Recast the lines below as a two-column CSV with the headers "instruction" and "points," giving one row per labeling line with its full text and all of its answer points. Put each value in a single quoted field with line breaks replaced by spaces, and leave out the pictures.

Image location labeling entries
....

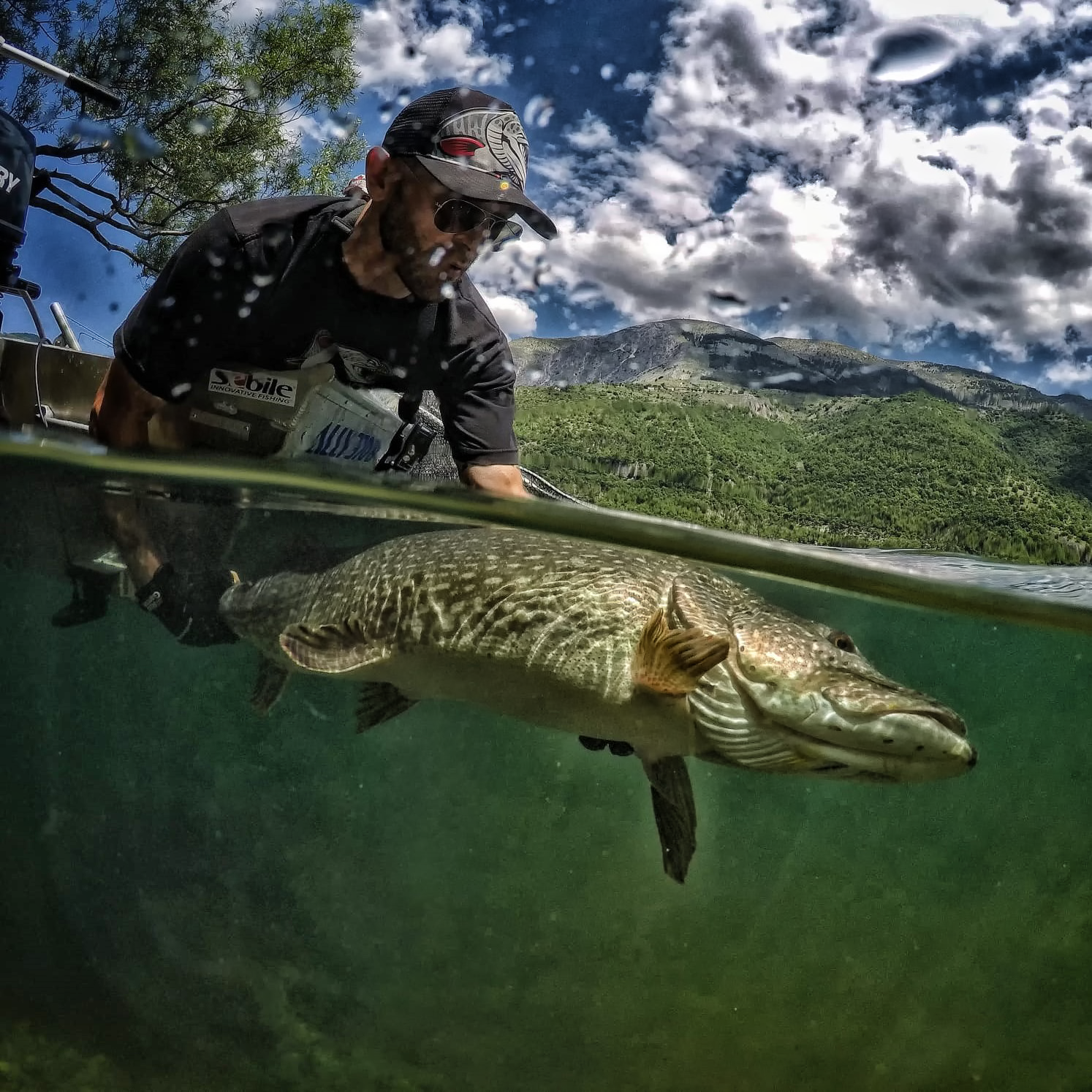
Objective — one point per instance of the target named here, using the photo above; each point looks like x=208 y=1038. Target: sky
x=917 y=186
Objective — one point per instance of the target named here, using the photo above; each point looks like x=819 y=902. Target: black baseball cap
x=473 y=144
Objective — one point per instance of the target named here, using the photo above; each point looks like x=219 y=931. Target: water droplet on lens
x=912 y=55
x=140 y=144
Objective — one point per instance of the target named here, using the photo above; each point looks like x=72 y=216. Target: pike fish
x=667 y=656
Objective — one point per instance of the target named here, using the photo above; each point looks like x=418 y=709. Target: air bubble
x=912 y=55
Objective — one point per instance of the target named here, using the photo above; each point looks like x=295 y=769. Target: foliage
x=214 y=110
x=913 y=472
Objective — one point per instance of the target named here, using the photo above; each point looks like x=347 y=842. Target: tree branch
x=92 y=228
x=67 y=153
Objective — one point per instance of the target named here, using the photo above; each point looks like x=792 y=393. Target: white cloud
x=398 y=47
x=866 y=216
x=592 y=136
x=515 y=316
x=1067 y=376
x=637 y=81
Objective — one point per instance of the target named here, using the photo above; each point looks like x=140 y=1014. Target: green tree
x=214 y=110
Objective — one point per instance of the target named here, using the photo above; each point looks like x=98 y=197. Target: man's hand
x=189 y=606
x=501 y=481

....

§ Full solution
instruction,points
"Objective — one point per instance of the target named here, using the photo above; each point looks like x=208 y=1038. Target: sky","x=917 y=186"
"Objective — one point per instance of the target named here, using the photo above; each point looks like x=819 y=902. Target: black baseball cap","x=473 y=144"
"Objective — one point per instance of the target named here, using the photo above; each point looks like x=219 y=931. Target: water droplet on lens","x=912 y=55 x=140 y=144"
"Objective — one point per instance of the target named here, using the photo above; each point looks like x=72 y=216. Target: pike fish","x=667 y=656"
"Objective — one point per instance of the target named here, using the photo above; each point looks like x=418 y=709. Target: air bubble","x=912 y=55"
"Objective — one point per instance of the target named here, using the photo above; each point looks like x=295 y=769. Target: foliage","x=214 y=110 x=913 y=472"
"Objective — one point per instance of the target named here, using the photo above; each point looks like x=347 y=842. Target: tree branch","x=92 y=228 x=67 y=153"
"Objective — one point per instance of the target named here, using the photo above; each point looks like x=792 y=393. Target: white cloud","x=398 y=47 x=866 y=216 x=592 y=136 x=515 y=316 x=1067 y=376 x=637 y=81"
"Objective — one point per instance of the target named here, using the photo above; each point looks like x=140 y=1014. Target: green tree","x=214 y=110"
"Objective — one point per instance of the target named here, using the photo above; each point looks like x=98 y=197. Target: man's hand","x=189 y=606 x=501 y=481"